Written task -
Retype all of the data. Every line must match exactly.

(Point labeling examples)
::::::::::

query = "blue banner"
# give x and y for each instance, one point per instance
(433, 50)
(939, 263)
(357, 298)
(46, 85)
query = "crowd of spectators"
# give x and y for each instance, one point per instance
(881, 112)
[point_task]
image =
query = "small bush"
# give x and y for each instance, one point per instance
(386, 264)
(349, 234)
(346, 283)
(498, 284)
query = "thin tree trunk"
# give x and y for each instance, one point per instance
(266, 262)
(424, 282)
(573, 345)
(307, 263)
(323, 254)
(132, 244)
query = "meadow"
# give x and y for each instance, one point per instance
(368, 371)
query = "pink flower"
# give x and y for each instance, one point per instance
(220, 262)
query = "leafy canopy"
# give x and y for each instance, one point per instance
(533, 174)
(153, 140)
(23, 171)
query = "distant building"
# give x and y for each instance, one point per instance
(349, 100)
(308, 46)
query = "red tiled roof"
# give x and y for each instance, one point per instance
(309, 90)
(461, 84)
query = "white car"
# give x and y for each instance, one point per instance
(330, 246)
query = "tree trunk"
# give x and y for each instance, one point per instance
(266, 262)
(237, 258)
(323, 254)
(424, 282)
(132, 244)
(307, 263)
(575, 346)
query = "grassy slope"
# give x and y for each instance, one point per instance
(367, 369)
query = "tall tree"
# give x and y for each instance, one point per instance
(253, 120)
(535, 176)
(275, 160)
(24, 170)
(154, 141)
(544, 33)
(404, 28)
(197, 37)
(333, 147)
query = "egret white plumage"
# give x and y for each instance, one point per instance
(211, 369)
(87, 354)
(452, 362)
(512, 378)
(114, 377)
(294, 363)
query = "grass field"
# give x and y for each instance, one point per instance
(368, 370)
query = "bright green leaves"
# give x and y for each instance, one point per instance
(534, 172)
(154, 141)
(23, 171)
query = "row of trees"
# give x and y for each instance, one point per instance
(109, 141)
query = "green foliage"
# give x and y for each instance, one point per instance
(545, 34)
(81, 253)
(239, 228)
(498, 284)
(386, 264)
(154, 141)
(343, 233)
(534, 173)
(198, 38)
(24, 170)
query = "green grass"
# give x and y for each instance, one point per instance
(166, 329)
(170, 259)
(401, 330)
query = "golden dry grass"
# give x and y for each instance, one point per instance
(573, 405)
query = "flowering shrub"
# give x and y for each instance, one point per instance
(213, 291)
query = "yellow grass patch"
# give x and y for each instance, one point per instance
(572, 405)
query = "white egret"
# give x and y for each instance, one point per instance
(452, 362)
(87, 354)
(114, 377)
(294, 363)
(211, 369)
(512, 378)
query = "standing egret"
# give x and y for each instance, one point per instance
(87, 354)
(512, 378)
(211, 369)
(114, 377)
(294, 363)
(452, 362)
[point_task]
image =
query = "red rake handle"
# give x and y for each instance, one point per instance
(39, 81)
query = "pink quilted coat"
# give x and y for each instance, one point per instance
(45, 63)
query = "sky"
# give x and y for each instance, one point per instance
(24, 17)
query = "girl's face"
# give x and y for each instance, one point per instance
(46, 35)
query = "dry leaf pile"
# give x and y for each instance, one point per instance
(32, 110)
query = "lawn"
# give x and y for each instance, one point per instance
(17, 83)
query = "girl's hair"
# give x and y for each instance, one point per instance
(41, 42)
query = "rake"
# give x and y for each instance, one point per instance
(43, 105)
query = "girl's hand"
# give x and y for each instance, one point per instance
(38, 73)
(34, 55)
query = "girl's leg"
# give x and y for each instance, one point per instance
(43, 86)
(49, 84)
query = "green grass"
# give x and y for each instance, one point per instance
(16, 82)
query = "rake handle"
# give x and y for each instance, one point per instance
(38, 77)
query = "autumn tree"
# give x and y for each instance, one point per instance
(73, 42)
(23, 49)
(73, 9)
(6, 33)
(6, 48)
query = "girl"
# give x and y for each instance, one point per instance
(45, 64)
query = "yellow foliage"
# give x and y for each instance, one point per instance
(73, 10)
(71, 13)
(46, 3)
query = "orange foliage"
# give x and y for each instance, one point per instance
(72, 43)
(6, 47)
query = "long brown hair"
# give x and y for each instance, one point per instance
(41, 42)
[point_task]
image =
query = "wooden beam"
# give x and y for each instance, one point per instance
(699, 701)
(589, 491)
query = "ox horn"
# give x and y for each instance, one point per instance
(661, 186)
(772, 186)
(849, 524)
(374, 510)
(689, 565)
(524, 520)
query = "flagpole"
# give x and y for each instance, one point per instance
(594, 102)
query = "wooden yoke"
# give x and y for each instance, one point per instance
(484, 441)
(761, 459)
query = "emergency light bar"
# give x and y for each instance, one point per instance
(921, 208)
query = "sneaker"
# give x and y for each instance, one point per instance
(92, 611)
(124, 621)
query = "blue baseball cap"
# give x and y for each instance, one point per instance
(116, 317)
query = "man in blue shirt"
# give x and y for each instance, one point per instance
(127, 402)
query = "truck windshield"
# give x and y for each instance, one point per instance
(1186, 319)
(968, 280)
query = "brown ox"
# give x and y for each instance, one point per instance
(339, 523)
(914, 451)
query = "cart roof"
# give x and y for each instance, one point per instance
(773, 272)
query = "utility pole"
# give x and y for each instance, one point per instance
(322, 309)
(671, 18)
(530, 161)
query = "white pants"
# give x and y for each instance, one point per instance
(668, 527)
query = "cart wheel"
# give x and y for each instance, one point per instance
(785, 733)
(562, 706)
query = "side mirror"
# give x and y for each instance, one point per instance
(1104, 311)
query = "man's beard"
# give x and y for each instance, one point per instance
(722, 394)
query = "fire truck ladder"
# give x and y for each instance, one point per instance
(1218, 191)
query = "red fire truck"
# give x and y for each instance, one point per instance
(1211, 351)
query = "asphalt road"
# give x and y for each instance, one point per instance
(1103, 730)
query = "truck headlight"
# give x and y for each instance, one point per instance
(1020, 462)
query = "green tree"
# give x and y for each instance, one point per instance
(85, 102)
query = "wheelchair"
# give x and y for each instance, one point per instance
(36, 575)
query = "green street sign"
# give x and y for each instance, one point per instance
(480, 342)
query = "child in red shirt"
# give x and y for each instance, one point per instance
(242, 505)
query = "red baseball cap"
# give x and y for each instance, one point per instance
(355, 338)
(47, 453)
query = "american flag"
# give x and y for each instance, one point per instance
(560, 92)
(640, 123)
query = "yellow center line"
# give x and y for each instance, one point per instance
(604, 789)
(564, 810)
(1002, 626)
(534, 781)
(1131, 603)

::::::::::

Exercise solution -
query = "blue banner"
# give x and y for each instance, one point per instance
(433, 50)
(939, 263)
(357, 298)
(46, 85)
query = "crowd of spectators"
# give x and y for each instance, one point per instance
(881, 112)
[point_task]
image =
query = "small bush"
# give x and y for each instance, one point per instance
(386, 264)
(349, 234)
(346, 283)
(498, 284)
query = "thin tree trunk"
# give x and y for each instance, one point per instance
(266, 262)
(424, 282)
(573, 345)
(307, 263)
(323, 254)
(132, 244)
query = "meadow"
# give x and y for each instance, one point per instance
(368, 371)
query = "pink flower"
# give x and y for each instance, one point per instance
(220, 262)
query = "leafy canopy"
# give x and y for each instance, one point per instance
(533, 174)
(153, 140)
(23, 171)
query = "distant building"
# give x and y for each instance, one point per instance
(349, 100)
(308, 46)
query = "red tiled roof"
# give x and y for each instance, one point per instance
(309, 90)
(461, 84)
query = "white car"
# give x and y for each instance, one point per instance
(330, 246)
query = "tree trunk"
# give x and y for each instance, one point per instance
(266, 262)
(237, 258)
(323, 254)
(424, 282)
(132, 244)
(307, 263)
(575, 346)
query = "grassy slope"
# give x and y for each instance, one point per instance
(367, 369)
query = "tall tree"
# give x and y for each instance, one point per instance
(253, 120)
(535, 176)
(275, 160)
(24, 170)
(154, 141)
(544, 33)
(404, 28)
(197, 37)
(333, 147)
query = "egret white plumage"
# give x and y for each instance, one point per instance
(211, 369)
(87, 354)
(452, 362)
(512, 378)
(114, 377)
(294, 363)
query = "grass field"
# give x and y for each instance, one point per instance
(368, 370)
query = "bright green leaves"
# give x and y for each instance, one point per instance
(534, 172)
(154, 141)
(23, 171)
query = "row of trees"
# give x and y for each instance, one point per instance
(109, 141)
query = "green foliage"
# give x and y for each instance, one point per instance
(545, 34)
(81, 253)
(239, 228)
(498, 284)
(386, 264)
(154, 141)
(343, 233)
(534, 173)
(198, 38)
(24, 170)
query = "green grass"
# give x and y for each instance, one point per instance
(166, 329)
(170, 259)
(401, 330)
query = "golden dry grass"
# give x and y for each instance, one point per instance
(573, 405)
query = "flowering shrub"
# give x and y for each instance, one point per instance
(213, 291)
query = "yellow grass patch"
# give x and y for each instance, one point per instance
(572, 405)
query = "white egret"
# give x and y for each instance, one point per instance
(452, 362)
(87, 354)
(114, 377)
(294, 363)
(211, 369)
(512, 378)
query = "standing egret"
# give x and y for each instance, one point per instance
(87, 354)
(512, 378)
(211, 369)
(114, 377)
(294, 363)
(452, 362)
[point_task]
image =
query = "red rake handle"
# give x and y for each instance, one point per instance
(39, 81)
query = "pink quilted coat"
# give x and y for each instance, one point per instance
(45, 63)
query = "sky"
# give x and y for each instance, one point per instance
(24, 17)
query = "girl's face"
# give x and y for each instance, one point per instance
(46, 35)
query = "dry leaf pile"
# give x and y for each instance, one point per instance
(32, 110)
query = "lawn"
# give x and y for each instance, one point per instance
(17, 83)
query = "girl's hair"
# give x and y for each instance, one point per instance
(41, 42)
query = "rake"
# give x and y for each instance, one point per instance
(43, 105)
query = "girl's hand"
# give x and y for each instance, one point per instance
(38, 73)
(34, 55)
query = "girl's leg"
# give x and y for each instance, one point per instance
(43, 86)
(49, 84)
query = "green grass"
# give x and y for each instance, one point per instance
(16, 82)
query = "rake handle"
# give x and y for each instance, one point per instance
(38, 77)
query = "autumn tree"
# give x and y for each instance, one point per instance
(73, 42)
(23, 49)
(73, 9)
(6, 33)
(6, 48)
query = "girl"
# give x and y for each instance, one point per instance
(45, 64)
query = "yellow foliage"
# give x and y for each instance, one point per instance
(73, 10)
(71, 13)
(46, 3)
query = "orange foliage"
# give x and y for each instance, one point per instance
(72, 43)
(6, 47)
query = "long brown hair"
# give x and y for each instance, one point per instance
(41, 42)
[point_task]
image =
query = "wooden beam"
# give x and y for each instance, one point per instance
(699, 701)
(589, 491)
query = "ox horn"
# give x and y for each instance, one point per instance
(661, 186)
(772, 186)
(849, 524)
(374, 510)
(689, 565)
(524, 520)
query = "flagpole"
# give x and y for each instance, one point per instance
(594, 102)
query = "wooden yoke"
# give x and y for each instance, one point per instance
(484, 441)
(761, 459)
query = "emergency light bar"
# give x and y for each instance, one point per instance
(921, 208)
query = "sneaker"
# give x and y for each instance, one point per instance
(92, 611)
(124, 621)
query = "blue baseball cap"
# give x and y for each instance, one point per instance
(116, 317)
query = "man in blue shirt"
# give x and y for each instance, one point per instance
(127, 402)
query = "truck windshield"
# give x and y for each instance, one point per instance
(1186, 319)
(968, 280)
query = "brown ox"
# give x and y for each instance, one point per instance
(339, 523)
(914, 451)
query = "cart roof"
# give x and y for each instance, one point per instance
(773, 272)
query = "utility pole"
# give x and y for each instance, one point per instance
(322, 309)
(671, 18)
(530, 161)
query = "white pants"
# give x and y for each instance, one point per instance
(668, 527)
query = "cart wheel"
# give x and y for each instance, one point per instance
(785, 733)
(562, 706)
query = "side mirror"
# give x and y for each instance, one point per instance
(1104, 311)
query = "man's beard"
# give x and y for each instance, one point per instance
(722, 394)
query = "fire truck ladder"
# give x and y for each instance, one point per instance
(1218, 191)
query = "red fire truck"
# give x and y for each instance, one point per instance
(1211, 351)
query = "asphalt road"
# give x and y for each instance, one point per instance
(1103, 730)
query = "truck headlight"
# give x and y for each instance, one point per instance
(1020, 462)
query = "green tree"
# give x and y for each instance, one point per instance
(85, 102)
query = "wheelchair"
# give x and y for each instance, one point per instance
(36, 575)
query = "green street sign"
# give x and y for each instance, one point per instance
(480, 342)
query = "child in red shirt"
# give x and y for each instance, one point per instance
(242, 505)
query = "red baseball cap"
# give x and y for each instance, one point per instance
(355, 338)
(47, 453)
query = "american flag"
# give x and y for each instance, one point per instance
(560, 92)
(640, 123)
query = "yellow center line"
# give x and y for each instance, one point per instance
(604, 789)
(564, 810)
(1002, 626)
(534, 781)
(1131, 603)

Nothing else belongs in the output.